All the sounds on both songs come out of the one pedal, which may be of some interest to you if you've never thought about how guitar effects work. What the pedal does is simulate more complicated setups where each step performs a different transformation on the audio signal coming through. You can get almost anything out of your guitar if you can come up with the recipe. I haven't even experimented with creating my own effects yet, so stay tuned.

I finished a few books. It's pretty hard to talk about Spook Country, the latest novel by William Gibson. His previous novel was one of the best books I've read in a long time, so that bar was set pretty high. Gibson's book was a very interesting take on what kind of world we are living in. The various characters move in and out of worlds that are invisible to common perception. The idea is that these things are in their infancy, though, and might become just as real, if not more real, than our quotidian existence. So there are spies and surveillance as well as virtual reality and real world articles tagged with metadata (spimes). The funny thing about this kind of book is that it's not exactly extrapolative science fiction any more. To get the sf thrills and sensawunda, you have to think about where all this is going. In a more traditional sf book, the author would just show you. I thought it was thought-provoking and entertaining, but I don't think I would call it moving, like I would some of his other work.

★ ★ ★ ★

* **AIM OF THE TASK**: Keep writing the passage about the guitar pedal and the novel Spook Country, picking up right after its last sentence.

★ ★ ★ ★

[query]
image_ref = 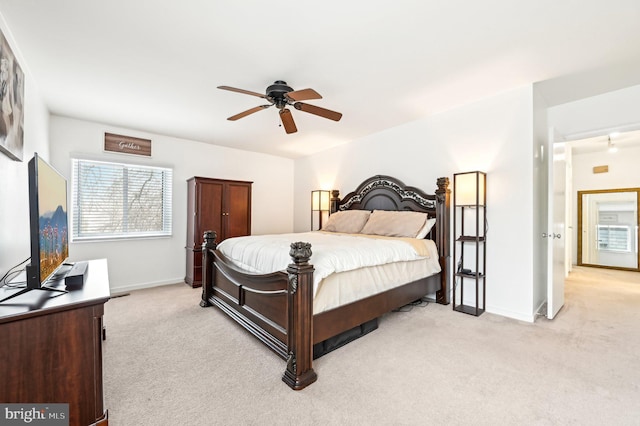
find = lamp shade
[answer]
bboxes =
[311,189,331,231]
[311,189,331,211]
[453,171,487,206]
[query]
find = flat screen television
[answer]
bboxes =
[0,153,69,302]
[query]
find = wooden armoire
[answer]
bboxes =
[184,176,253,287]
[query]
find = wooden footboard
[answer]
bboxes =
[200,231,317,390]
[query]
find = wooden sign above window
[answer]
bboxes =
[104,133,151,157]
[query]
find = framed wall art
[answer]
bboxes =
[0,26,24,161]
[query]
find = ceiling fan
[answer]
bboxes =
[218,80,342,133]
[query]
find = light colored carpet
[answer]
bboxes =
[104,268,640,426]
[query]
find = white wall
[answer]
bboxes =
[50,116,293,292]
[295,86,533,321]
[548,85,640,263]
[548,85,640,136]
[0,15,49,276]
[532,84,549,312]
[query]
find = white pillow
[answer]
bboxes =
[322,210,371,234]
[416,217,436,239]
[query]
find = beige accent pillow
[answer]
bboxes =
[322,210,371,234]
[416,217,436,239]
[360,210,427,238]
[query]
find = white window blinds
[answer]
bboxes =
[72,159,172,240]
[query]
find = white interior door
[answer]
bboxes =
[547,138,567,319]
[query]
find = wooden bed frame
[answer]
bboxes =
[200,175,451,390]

★ ★ ★ ★

* **TASK ANSWER**:
I also read Dies the Fire by SM Stirling. Dad bought it for me while he was here. This is a story of America (really, Oregon) after an apocalypse: in a flash, causes TBD, electricity and gunpowder stop working for good. Then, tons of people die because they don't know how to survive (and they're stuck in urban areas). The book tells the story of the survivors, who get medieval and communal in a hurry. It was a very interesting idea, and was pretty well thought out. One thing I always wondered about The Stand was what would happen when the food ran out (years after the end of the story). Which it would. This book goes there. It revolves around food in a way that really surprised me. Change of subject, one of the main characters is a Wiccan. I didn't know much about their religion (except the really basic stuff you pick up here and there), so I was interested in the window on that culture. It's not a classic book, but it's fun (if at times a bit gory and sweary).

And I finished another one by the master, Philip K. Dick. What's he the master of? Well, writing like Philip K. Dick, for one, that's why they named an award after him. I guess he's the master of mind-bending, of reality confusion, of paranoia, of the low and untidy corners of society. This one was called Lies, Inc. (originally, The Unteleported Man). Dick wrote this in a fertile period, when he wrote ten novels in two years.

In the story, a dystopian Earth is overpopulated, and attempts at colonizing the solar system have essentially failed. Light-speed ships exist, but only one habitable planet has been found. Then comes the invention of instant teleportation. A channel from Earth to the colony planet opens, and people start going to the colony planet. The only catch is that it's a one way trip. There's no way back to Earth.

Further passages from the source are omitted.